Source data

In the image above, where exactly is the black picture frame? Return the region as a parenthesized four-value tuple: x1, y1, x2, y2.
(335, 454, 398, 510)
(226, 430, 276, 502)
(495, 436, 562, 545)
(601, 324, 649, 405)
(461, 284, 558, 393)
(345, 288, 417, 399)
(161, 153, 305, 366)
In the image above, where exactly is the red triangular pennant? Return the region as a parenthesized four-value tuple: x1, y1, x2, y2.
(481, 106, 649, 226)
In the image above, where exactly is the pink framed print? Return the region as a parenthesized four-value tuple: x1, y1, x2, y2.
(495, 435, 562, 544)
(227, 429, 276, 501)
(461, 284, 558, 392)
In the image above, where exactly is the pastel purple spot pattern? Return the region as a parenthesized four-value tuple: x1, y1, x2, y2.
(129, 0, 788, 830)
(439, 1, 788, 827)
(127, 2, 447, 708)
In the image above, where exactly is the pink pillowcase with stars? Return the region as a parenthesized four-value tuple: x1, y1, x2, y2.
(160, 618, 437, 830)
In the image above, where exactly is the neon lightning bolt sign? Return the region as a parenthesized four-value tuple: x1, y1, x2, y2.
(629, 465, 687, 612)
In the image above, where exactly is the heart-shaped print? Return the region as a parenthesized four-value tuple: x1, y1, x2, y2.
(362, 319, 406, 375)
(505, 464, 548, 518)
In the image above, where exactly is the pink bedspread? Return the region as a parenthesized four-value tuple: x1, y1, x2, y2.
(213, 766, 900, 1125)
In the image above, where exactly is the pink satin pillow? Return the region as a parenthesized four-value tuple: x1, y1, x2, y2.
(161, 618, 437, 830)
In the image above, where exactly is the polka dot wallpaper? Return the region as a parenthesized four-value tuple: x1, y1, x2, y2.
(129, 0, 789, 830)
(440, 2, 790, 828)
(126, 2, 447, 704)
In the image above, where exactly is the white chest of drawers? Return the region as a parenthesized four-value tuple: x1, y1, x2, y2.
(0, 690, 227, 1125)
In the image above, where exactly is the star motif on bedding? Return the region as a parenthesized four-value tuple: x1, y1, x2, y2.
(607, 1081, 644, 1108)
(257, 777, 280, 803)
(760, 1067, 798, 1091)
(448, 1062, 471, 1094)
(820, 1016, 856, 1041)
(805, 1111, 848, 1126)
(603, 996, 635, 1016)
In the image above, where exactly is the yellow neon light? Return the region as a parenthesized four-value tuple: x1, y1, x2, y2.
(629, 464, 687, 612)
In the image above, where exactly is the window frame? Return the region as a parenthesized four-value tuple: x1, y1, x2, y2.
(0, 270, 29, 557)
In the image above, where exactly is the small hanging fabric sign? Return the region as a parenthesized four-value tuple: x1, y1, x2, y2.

▶ [TASK TO COMPLETE]:
All of the records above must be reproduced exactly.

▶ [RESPONSE TO THE TASK]:
In the image above, where exactly is the black picture frame? Return the region as a parenthesized four-value tuple: x1, y1, x2, y2.
(335, 454, 398, 510)
(226, 430, 276, 502)
(495, 436, 562, 545)
(601, 324, 649, 405)
(461, 284, 558, 393)
(345, 288, 417, 399)
(161, 153, 305, 366)
In the image above, where exactly is the red triangular pennant? Return the region as a parenthesized four-value tuple: x1, y1, x2, y2.
(481, 106, 649, 226)
In the image above, where exactly is the pink framed print? Return the region as a parenthesized four-value tuple: x1, y1, x2, y2.
(495, 435, 562, 544)
(227, 429, 276, 501)
(461, 284, 558, 392)
In the image above, where exactly is the pastel purple spot pattern? Return the region as a parenthesized four-value tuple: x1, y1, x2, y2.
(129, 0, 788, 830)
(439, 1, 788, 827)
(127, 2, 447, 708)
In the image above, where exactly is the pink pillowcase with stars? Return the region as a parenthesized four-value tuple: x1, y1, x2, y2.
(160, 618, 437, 830)
In the image above, where exactly is the neon lightning bolt sign? Return the region as a parenthesized four-value tuple: x1, y1, x2, y2.
(629, 465, 687, 612)
In the image above, where exactly is the heart-shaped print? Return the region as a parenthesized four-value tuple: x1, y1, x2, y2.
(362, 319, 406, 375)
(505, 464, 548, 518)
In the image above, where exactly is the pink bedspread? Return the region as a parenthesized four-value tuple: x1, y1, x2, y2.
(213, 766, 900, 1125)
In the image above, where exactly is the pink satin pillow? Return the region as a parenthesized four-value tuple: x1, y1, x2, y2.
(161, 618, 437, 830)
In the image above, where exactly is the polka dot wallpaper? Return the region as a parenthesized four-value tuple: x1, y1, x2, y2.
(129, 0, 789, 830)
(440, 2, 790, 828)
(126, 2, 447, 704)
In the image above, where exactly is the white chest of drawers? Return the region as a parenthesized four-value tuple: x1, y1, x2, y2.
(0, 690, 227, 1125)
In the image above, where exactly is the star motif on bedding? Return the region as a parenthesized four-value tuple: x1, y1, x2, y2.
(607, 1081, 644, 1108)
(257, 777, 280, 803)
(760, 1067, 798, 1091)
(448, 1062, 471, 1094)
(820, 1016, 856, 1041)
(805, 1111, 848, 1126)
(603, 996, 635, 1016)
In the image above, where exactly is the yellow neon light? Return the region as a parenthesized four-value tuple: x1, y1, x2, y2.
(629, 464, 687, 612)
In the image above, where exactly is the window frame? Return the region as a parenthesized four-value tuple: x1, y1, x2, y2.
(0, 270, 29, 557)
In the image above, where exactly is the small hanging fabric sign? Return the region as a parenthesized four-value tuple: x1, y1, x2, y2.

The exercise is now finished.